Challenge: Convert the data from its first line up to and including the line with "pixel 62 131" into a numbered list, leaving out any blank lines.

[Point annotation records]
========================================
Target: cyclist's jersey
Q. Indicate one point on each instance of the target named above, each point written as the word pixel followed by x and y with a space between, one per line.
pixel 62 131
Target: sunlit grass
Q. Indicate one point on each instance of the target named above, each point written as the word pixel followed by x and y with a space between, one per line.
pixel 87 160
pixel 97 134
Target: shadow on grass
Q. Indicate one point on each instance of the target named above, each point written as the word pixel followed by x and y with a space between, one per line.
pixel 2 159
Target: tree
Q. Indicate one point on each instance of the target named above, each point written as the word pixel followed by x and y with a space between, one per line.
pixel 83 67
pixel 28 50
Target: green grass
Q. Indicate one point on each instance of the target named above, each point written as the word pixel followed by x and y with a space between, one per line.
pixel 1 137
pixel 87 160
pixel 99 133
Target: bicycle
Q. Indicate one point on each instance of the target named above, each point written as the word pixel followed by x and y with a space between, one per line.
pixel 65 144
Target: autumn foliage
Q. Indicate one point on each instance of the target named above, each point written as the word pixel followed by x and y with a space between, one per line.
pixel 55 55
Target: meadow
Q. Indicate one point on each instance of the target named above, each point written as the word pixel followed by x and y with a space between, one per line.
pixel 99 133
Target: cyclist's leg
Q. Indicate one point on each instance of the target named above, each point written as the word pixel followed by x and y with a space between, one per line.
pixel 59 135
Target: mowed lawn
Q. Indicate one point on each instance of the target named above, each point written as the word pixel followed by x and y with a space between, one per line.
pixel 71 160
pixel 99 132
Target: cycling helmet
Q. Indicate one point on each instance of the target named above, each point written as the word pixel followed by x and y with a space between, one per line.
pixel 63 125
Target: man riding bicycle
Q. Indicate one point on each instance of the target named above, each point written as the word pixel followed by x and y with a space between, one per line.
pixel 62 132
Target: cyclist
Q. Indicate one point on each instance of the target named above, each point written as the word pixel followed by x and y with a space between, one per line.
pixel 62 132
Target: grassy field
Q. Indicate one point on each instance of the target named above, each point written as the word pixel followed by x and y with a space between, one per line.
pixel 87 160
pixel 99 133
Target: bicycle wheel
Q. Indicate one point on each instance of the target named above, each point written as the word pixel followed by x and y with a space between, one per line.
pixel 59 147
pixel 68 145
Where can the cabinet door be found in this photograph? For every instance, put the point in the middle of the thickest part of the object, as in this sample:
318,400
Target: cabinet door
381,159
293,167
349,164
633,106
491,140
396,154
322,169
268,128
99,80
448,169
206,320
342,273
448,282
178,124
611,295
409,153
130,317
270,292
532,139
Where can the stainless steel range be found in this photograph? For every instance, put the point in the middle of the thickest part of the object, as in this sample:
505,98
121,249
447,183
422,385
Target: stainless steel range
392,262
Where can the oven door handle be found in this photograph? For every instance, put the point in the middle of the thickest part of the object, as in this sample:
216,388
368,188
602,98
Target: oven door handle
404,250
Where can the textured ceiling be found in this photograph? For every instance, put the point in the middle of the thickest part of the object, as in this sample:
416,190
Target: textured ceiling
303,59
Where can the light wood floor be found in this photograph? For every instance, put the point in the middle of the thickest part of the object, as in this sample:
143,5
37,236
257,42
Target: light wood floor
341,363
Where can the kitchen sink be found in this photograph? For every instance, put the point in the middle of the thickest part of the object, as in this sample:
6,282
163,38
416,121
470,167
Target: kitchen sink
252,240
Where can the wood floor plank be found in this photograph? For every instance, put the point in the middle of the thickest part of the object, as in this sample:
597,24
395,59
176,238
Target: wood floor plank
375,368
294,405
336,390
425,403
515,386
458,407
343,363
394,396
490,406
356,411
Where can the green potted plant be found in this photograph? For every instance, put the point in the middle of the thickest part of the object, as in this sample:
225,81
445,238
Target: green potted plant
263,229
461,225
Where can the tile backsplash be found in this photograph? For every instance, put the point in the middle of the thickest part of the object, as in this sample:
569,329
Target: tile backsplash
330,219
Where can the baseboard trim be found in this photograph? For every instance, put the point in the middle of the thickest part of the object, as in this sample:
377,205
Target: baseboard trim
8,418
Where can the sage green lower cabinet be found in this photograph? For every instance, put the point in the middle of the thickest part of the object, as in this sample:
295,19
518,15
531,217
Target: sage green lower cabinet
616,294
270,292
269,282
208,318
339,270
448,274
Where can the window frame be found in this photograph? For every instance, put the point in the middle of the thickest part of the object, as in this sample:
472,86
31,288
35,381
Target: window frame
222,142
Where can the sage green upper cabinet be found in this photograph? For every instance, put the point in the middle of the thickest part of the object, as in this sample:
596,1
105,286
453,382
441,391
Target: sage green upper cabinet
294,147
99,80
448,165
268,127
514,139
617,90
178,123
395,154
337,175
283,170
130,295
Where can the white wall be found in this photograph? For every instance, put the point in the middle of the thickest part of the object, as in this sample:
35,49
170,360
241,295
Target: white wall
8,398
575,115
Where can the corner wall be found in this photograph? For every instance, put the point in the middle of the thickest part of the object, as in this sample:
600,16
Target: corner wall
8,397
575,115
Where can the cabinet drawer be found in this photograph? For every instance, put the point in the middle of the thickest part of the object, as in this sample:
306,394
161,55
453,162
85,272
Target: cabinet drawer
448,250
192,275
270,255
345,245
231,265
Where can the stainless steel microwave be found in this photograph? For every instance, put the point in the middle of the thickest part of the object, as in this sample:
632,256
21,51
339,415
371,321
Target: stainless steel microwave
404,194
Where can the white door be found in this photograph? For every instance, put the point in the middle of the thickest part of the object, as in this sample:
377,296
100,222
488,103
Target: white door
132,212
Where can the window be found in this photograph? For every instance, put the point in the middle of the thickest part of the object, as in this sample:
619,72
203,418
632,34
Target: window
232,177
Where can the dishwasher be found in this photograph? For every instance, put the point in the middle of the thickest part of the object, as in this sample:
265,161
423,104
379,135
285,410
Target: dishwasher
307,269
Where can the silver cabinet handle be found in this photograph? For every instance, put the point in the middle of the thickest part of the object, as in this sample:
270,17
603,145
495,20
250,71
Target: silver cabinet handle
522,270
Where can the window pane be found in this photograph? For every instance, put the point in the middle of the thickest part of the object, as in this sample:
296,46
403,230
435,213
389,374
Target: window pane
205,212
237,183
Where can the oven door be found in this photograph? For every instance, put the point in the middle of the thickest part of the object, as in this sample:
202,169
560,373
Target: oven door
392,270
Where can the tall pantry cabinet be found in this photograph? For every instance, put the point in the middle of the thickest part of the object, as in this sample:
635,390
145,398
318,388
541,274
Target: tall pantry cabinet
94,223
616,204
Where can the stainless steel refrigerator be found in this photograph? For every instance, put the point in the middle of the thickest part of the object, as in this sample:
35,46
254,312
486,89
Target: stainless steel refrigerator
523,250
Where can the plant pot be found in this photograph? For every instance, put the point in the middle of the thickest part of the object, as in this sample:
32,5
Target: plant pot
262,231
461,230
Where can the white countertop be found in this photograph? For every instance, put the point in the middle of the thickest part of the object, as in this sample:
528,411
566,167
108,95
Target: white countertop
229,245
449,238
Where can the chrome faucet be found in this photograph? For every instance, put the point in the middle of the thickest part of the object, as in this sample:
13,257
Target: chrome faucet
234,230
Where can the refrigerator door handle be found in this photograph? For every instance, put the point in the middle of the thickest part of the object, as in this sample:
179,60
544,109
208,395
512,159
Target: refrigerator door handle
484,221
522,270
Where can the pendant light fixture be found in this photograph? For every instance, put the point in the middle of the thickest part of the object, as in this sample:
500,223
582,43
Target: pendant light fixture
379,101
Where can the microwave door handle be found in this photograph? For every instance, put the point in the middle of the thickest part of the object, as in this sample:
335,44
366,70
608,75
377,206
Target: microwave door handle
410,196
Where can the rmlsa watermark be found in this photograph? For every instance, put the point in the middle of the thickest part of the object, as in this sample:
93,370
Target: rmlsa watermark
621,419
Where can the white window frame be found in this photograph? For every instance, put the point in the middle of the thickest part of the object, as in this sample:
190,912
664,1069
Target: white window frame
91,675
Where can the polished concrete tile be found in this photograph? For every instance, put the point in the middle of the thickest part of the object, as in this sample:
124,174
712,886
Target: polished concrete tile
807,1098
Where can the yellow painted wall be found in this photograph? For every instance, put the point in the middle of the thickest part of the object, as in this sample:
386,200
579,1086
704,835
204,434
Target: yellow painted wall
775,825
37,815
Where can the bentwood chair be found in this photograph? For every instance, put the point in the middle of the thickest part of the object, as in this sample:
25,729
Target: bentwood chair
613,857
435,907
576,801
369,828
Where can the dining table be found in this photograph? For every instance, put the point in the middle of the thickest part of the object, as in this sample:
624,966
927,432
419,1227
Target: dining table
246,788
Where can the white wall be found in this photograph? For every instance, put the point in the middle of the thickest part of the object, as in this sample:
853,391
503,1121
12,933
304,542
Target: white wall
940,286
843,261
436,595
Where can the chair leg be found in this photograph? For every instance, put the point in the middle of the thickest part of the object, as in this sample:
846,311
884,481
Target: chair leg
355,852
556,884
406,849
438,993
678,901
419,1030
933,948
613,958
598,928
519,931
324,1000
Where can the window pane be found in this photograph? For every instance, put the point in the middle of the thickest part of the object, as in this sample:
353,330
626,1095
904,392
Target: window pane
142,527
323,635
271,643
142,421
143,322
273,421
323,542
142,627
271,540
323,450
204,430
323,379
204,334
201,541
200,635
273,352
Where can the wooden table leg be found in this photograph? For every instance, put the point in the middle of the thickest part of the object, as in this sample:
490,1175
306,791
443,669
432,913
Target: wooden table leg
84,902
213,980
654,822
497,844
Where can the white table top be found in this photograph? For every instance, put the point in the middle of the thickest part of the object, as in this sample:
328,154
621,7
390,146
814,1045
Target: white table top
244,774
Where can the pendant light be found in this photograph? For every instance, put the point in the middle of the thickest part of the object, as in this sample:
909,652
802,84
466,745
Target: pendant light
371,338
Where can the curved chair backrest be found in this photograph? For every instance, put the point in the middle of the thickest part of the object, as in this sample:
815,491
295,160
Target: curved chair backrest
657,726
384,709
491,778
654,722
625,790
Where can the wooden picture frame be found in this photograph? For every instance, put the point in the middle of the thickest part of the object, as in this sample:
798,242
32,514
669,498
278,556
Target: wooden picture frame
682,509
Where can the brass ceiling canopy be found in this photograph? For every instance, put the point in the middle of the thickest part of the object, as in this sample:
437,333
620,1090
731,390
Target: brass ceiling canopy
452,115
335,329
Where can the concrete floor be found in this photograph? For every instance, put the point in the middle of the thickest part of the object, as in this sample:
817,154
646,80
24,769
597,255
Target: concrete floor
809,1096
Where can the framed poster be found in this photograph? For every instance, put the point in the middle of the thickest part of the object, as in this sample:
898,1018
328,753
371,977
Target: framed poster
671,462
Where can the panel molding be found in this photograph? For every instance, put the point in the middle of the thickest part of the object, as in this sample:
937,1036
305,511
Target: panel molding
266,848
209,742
========================================
Output below:
1. Target: cyclist's jersey
2. Q. Indicate one point on each instance of the target named above, each point written as the word pixel followed by x and y with a space between, one per line.
3. pixel 62 131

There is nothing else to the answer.